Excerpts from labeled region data
┏━━

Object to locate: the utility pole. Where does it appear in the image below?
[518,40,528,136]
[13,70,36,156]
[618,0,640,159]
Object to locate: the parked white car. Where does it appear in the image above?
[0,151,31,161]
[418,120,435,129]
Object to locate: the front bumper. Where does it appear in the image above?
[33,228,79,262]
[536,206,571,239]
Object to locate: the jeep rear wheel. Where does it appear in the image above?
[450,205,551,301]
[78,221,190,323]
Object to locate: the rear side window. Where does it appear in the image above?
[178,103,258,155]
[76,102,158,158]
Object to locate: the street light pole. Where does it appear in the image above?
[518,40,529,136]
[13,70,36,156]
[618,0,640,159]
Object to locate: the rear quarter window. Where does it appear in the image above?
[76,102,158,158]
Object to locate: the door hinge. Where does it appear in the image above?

┗━━

Please render every line of the material above as a Markdown table with the columns Row and Line. Number each line and leave out any blank lines.

| Row | Line |
|---|---|
| 1 | Object to locate: the utility pole. Where does it appear in the image below? |
| 2 | [518,40,528,136] |
| 3 | [13,70,36,156] |
| 4 | [618,0,640,159] |
| 5 | Object to locate: the parked white car. Where does it appear in the image above? |
| 6 | [0,151,31,161] |
| 7 | [418,120,435,129] |
| 8 | Object to locate: the front bumper. Where does it appear in the image above? |
| 9 | [33,228,79,262] |
| 10 | [536,206,571,239] |
| 11 | Object to locate: the jeep rear wheel. Where does it appear in the image above? |
| 12 | [450,205,551,301] |
| 13 | [78,221,190,323] |
| 14 | Object to locate: the rear side window. Where does it appear in the image above? |
| 15 | [178,103,258,155] |
| 16 | [76,102,158,158] |
| 17 | Object to locate: the street light pole. Where does it appear in the image above? |
| 18 | [518,40,529,136] |
| 19 | [13,70,36,156] |
| 20 | [618,0,640,159] |
| 21 | Object to locate: the rear quarter window. Where does it appear in the image above? |
| 22 | [76,102,158,158] |
| 23 | Object to locate: the door hinge. Where does it appear in the image above? |